SOURCE TEXT -
How are stroke and heart disease related?
Stroke is often due to sudden loss of blood supply to a region of the brain which usually results in paralysis of a part of the body. Stroke could also be due to bleeding into a part of the brain. Strokes and heart disease are linked together in various ways. In general, risk factors for stroke and some forms of heart disease are similar. Strokes due to blocks in blood vessels, can be seen along with blocks in blood vessels of the heart. Stroke can occur after a heart attack as well. Heart attack damages a part of the heart muscle. This can lead to damage of the inner lining of the heart in that region. A blood clot can form on the inner surface of the heart as a consequence. These clots can break away into the circulation and get lodged into a blood vessel of the brain. The clot thus blocks a blood vessel of the brain and causes stroke.
Another type of heart disease which leads to stroke is an abnormal rhythm of the heart known as atrial fibrillation. In atrial fibrillation, there is a fast irregular rhythm originating in the upper chambers of the heart. The rhythm is so fast that effective contractions of the upper chambers cease. This leads to stagnation of blood in certain parts of the left atrium (upper chamber of the heart), where a blood clot can form. These clots can also get dislodged and travel to blood vessels of the brain. They in turn block a blood vessel of the brain and cause stroke.
Another reason for stroke is high blood pressure. When the blood pressure goes very high suddenly, small blood vessels in the brain may break leading to a bleed into the brain matter. This form of stroke (hemorrhagic stroke) is generally more dangerous than a stroke due to blockage of a blood vessel. Even without a bleed, brain function can be altered due to high blood pressure, causing alteration in the level of consciousness. But then that is not a stroke, but called as hypertensive encephalopathy (brain disease due to high blood pressure).
This is a revised version of my previous post elsewhere.

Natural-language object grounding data
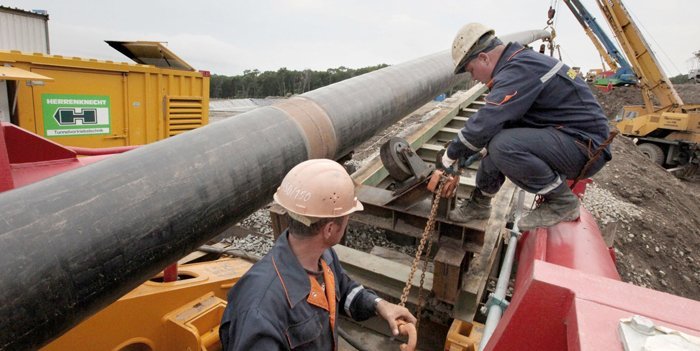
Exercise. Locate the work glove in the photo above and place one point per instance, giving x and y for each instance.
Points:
(447, 162)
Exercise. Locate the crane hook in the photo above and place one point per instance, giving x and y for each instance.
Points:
(550, 15)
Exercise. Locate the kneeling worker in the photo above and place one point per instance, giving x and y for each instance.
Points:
(541, 125)
(291, 298)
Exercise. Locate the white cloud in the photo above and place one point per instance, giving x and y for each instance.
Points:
(228, 37)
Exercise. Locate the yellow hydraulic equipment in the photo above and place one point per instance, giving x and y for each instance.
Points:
(180, 315)
(91, 103)
(668, 130)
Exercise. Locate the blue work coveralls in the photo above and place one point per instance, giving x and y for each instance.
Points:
(540, 125)
(274, 306)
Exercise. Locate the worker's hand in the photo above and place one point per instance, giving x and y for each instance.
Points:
(391, 312)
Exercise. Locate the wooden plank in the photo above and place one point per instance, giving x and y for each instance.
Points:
(384, 276)
(448, 267)
(373, 173)
(477, 274)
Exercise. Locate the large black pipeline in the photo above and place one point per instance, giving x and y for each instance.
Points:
(72, 244)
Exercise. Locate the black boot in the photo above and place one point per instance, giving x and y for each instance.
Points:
(560, 205)
(477, 207)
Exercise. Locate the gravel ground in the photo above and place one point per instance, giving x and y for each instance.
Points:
(658, 216)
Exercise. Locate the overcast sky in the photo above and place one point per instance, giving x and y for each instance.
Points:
(227, 37)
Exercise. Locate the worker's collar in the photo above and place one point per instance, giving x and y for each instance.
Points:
(294, 278)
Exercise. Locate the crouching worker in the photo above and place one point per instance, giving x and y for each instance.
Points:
(541, 125)
(292, 297)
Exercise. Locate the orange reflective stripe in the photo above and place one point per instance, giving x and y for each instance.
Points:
(282, 281)
(515, 53)
(316, 296)
(329, 278)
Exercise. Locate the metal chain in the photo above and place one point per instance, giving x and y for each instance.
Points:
(427, 232)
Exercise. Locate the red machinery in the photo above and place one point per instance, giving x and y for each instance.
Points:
(568, 293)
(26, 158)
(568, 296)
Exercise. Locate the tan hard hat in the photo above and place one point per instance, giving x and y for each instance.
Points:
(463, 44)
(318, 188)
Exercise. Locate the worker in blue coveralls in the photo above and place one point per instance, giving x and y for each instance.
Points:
(290, 300)
(539, 127)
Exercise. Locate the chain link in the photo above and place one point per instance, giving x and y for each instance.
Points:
(427, 233)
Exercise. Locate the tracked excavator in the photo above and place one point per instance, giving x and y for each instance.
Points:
(666, 129)
(84, 240)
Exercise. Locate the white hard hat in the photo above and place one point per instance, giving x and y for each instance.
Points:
(318, 188)
(463, 46)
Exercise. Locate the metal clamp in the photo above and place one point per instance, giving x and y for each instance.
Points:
(495, 301)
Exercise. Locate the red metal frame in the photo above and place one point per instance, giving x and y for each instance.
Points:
(26, 158)
(568, 295)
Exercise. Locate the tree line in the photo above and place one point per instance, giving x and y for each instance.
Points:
(283, 82)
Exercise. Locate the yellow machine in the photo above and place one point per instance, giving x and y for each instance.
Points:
(180, 315)
(91, 103)
(668, 131)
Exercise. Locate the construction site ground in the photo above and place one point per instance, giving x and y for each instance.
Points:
(655, 216)
(657, 241)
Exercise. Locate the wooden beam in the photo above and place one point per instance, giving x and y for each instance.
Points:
(477, 274)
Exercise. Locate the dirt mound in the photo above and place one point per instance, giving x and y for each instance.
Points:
(613, 101)
(658, 216)
(657, 240)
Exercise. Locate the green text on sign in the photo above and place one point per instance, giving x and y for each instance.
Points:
(75, 115)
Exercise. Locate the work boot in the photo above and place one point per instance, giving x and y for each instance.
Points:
(560, 205)
(477, 207)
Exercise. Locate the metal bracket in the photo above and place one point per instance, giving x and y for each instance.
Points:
(495, 301)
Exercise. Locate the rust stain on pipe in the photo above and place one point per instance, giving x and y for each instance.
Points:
(321, 141)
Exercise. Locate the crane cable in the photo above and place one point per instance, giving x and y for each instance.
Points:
(551, 15)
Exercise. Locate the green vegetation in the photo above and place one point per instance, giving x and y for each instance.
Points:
(283, 82)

REQUIRED ACTION - Summarize the text on stroke and heart disease in three sentences. The data is not needed for this.

ANSWER TO THIS EXERCISE - Stroke is often caused by a sudden loss of blood supply to a region of the brain, though it can also result from bleeding into the brain, and its risk factors are generally similar to those of some forms of heart disease. A heart attack can damage the heart's inner lining so that a clot forms there, and atrial fibrillation can let blood stagnate in the left atrium and clot; in either case the clot can travel to a blood vessel of the brain, block it, and cause stroke. A sudden, very high rise in blood pressure can break small blood vessels in the brain and cause a hemorrhagic stroke, which is generally more dangerous than a stroke caused by a blocked vessel.